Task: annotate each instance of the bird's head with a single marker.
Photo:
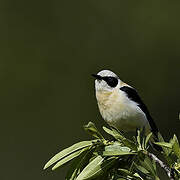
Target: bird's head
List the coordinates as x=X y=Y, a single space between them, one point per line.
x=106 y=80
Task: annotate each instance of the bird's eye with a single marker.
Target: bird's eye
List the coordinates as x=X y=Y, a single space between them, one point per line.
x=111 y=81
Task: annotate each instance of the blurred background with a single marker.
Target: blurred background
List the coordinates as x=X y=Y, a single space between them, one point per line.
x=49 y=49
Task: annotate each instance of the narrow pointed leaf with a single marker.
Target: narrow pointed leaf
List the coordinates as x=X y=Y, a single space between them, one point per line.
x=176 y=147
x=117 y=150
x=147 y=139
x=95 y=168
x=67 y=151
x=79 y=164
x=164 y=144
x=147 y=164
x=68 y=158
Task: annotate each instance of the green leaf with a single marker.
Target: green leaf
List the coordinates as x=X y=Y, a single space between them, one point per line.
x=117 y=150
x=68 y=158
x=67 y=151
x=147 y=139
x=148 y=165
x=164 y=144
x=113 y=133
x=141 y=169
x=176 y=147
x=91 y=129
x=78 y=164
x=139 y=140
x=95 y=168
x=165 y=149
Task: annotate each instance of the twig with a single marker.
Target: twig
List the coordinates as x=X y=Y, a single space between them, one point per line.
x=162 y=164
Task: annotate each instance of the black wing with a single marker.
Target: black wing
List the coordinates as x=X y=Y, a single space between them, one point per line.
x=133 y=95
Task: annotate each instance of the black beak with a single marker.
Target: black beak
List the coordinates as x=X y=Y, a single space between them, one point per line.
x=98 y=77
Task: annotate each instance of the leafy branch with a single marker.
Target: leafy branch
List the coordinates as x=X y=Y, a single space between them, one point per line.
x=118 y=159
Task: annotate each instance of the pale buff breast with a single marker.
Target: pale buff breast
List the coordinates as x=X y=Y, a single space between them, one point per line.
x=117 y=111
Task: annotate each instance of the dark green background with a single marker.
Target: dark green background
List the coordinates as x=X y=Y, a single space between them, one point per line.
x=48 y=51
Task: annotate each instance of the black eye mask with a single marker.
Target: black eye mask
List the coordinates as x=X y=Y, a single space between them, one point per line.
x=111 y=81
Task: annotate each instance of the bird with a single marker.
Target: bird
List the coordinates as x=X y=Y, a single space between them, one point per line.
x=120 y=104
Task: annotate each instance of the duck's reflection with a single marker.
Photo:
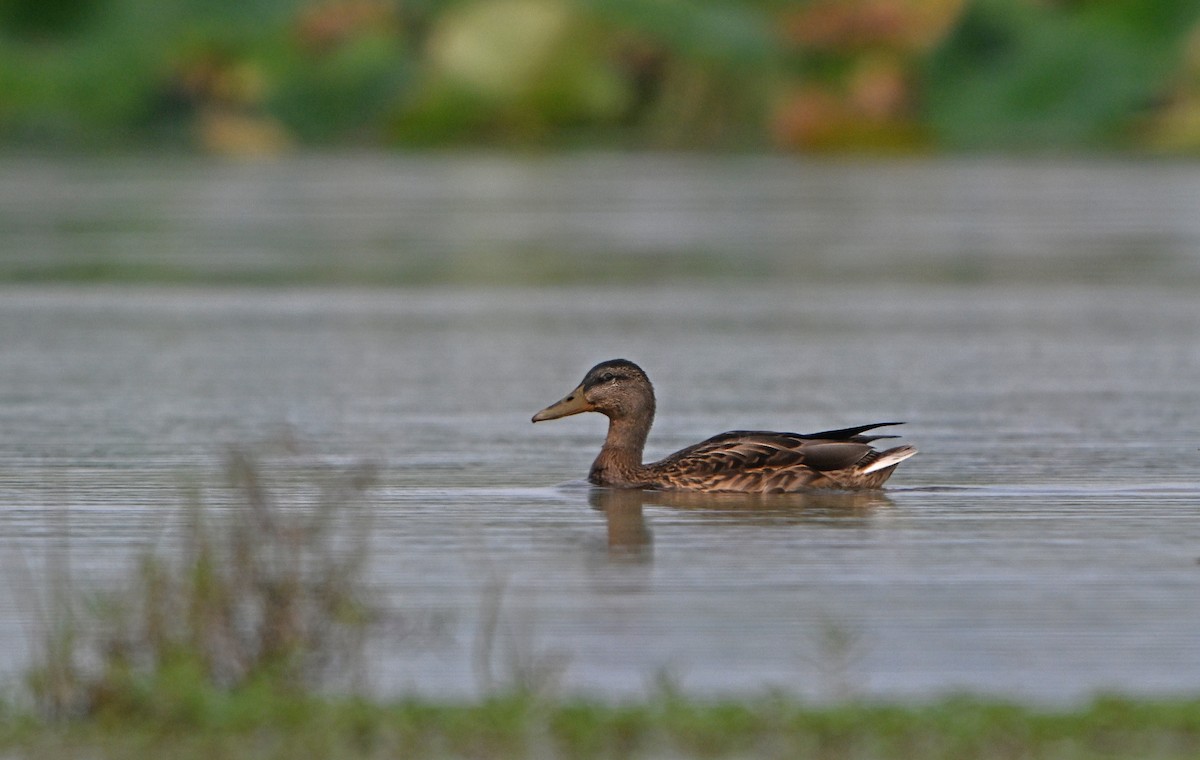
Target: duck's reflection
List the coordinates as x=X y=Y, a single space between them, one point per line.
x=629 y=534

> [WHAT IS REQUIRED] Without the pictures, return each entry exactly as given.

> [SOLUTION FOR THIS TASK]
Task: annotate each instance of the bird's head with a single marker.
Photo:
Target: bird's head
List the coordinates as x=X y=Y, a single space between them, one point per line.
x=106 y=80
Task: annotate each instance of the bird's eye with a single marker.
Target: bird's eye
List the coordinates as x=X y=Y, a single space between them, one point per line.
x=111 y=81
Task: annotate each instance of the blurred background with a single marker.
Target: blurred background
List the coordinates as x=X y=Y, a single space between them, one point per line.
x=49 y=49
Task: annotate each instance of the narrow pointed leaf with a single marker.
Target: narrow pointed leaf
List the coordinates as x=X y=Y, a single space between them, one point per line.
x=176 y=147
x=117 y=150
x=147 y=139
x=95 y=168
x=67 y=151
x=79 y=164
x=164 y=144
x=147 y=164
x=68 y=158
Task: annotate each instance of the green leaf with a single marker.
Target: green leaf
List the coordinates as x=X y=Y, a single space between them, one point per line.
x=117 y=150
x=68 y=158
x=67 y=151
x=147 y=139
x=148 y=165
x=164 y=144
x=113 y=133
x=141 y=169
x=176 y=147
x=91 y=129
x=78 y=164
x=139 y=140
x=95 y=168
x=165 y=149
Task: annotate each instance of the twig with a single marker.
Target: twig
List the coordinates as x=X y=Y, a single space between them, one point per line.
x=162 y=164
Task: annotate each instance of the black wing with a single marker.
Target: black wing
List the coordinates as x=X y=Y, a single space between them, one point per line.
x=133 y=95
Task: annotate each instance of the black beak with a single marker.
Target: black beak
List the coordinates as x=X y=Y, a single space between them, one point per line.
x=98 y=77
Task: annotate each instance of the leafy branch with a single marker.
Target: leafy branch
List the coordinates as x=X y=Y, a single space between them, one point per line.
x=118 y=159
Task: annotate each instance of the pale buff breast with a single marker.
Target: pale buff breast
List the coordinates as x=X y=Y, a single space between them, one point per line.
x=117 y=111
Task: annotate each instance of the dark green background with a single marker.
Target: dark green background
List the coordinates as x=X y=Y, a single space between them, one point per line.
x=48 y=51
Task: annotate each instance of the black eye mask with a single marker.
Target: black eye mask
List the coordinates as x=X y=Y, a single space between them, one point per line.
x=111 y=81
Task: annotate each instance of the bird with a single marker.
Target: bird
List the coordinates as x=X y=Y, a single space between them, one point per line.
x=120 y=104
Task: annotate each instance of the duck's reflection with a single marker.
Photo:
Target: duck's reflection
List the coordinates as x=X y=Y, a single space between them, one point per line.
x=629 y=534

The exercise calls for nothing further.